## INFORMATION GIVEN:
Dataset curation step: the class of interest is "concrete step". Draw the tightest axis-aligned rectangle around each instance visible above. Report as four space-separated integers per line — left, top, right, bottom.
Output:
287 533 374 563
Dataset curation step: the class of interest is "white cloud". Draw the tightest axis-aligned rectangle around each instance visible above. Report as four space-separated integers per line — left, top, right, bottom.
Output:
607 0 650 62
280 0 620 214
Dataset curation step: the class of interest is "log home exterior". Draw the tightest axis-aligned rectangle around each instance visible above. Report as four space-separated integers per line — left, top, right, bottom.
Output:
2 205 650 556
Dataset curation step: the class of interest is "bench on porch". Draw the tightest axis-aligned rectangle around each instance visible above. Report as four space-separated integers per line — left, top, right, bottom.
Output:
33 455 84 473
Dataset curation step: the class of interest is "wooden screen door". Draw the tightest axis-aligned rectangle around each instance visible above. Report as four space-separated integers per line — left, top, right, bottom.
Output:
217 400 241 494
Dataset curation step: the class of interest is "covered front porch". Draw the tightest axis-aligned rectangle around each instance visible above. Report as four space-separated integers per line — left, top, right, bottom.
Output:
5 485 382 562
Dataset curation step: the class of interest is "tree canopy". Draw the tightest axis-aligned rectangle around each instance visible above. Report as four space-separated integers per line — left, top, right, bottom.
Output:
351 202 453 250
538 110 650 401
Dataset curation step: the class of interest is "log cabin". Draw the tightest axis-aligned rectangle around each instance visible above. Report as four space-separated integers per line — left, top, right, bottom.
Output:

## DIRECTIVE:
Convert all the material above into a JSON list of strings, one string per line, leaving out any blank lines.

## REPLY TO THE EXERCISE:
[
  "Dataset curation step: the class of interest is \"concrete step\". Draw the tightest axis-aligned rectangle around each instance visible above. Report as four space-separated integers per line — left, top, right, bottom.",
  "Output:",
  "287 533 374 563",
  "Dataset curation step: the class of interest is \"white cloud\". Draw the tightest axis-aligned rectangle around each instance visible above. Report as four space-separated integers per line — left, top, right, bottom.",
  "Output:",
  "607 0 650 62",
  "280 0 620 214",
  "Dataset curation step: the class of interest is \"log home exterior\". Draw the tightest axis-aligned rectangle around each instance visible above. Report as four space-separated integers per line — left, top, right, bottom.",
  "Output:",
  "2 205 650 556",
  "Dataset curation step: the class of interest is \"bench on porch\". Draw the tightest axis-aligned rectangle around each instance visible above. Report as four space-separated integers per line — left, top, right, bottom.",
  "Output:",
  "33 455 84 473",
  "Dataset curation step: the class of interest is \"wooden screen door\". Draw the tightest axis-aligned rectangle around each instance visible above. Report as four space-separated integers per line — left, top, right, bottom.",
  "Output:",
  "217 400 241 494",
  "Dataset curation step: the class of interest is \"covered front porch\". Draw the tightest axis-aligned rectangle around each instance visible above. Report as four space-separated integers per line — left, top, right, bottom.",
  "Output:",
  "5 485 382 562",
  "Dataset curation step: the class of interest is \"tree canopy\". Draw the tightest axis-aligned rectangle around each instance visible above. Report as four space-separated integers per line — left, top, right, bottom.",
  "Output:",
  "351 202 453 250",
  "538 110 650 401",
  "Dataset curation step: the class of interest is \"log cabin\". Draw the tightest axis-aligned rectangle around each instance visible above. Report as four space-separated integers per line — left, top, right, bottom.",
  "Output:"
]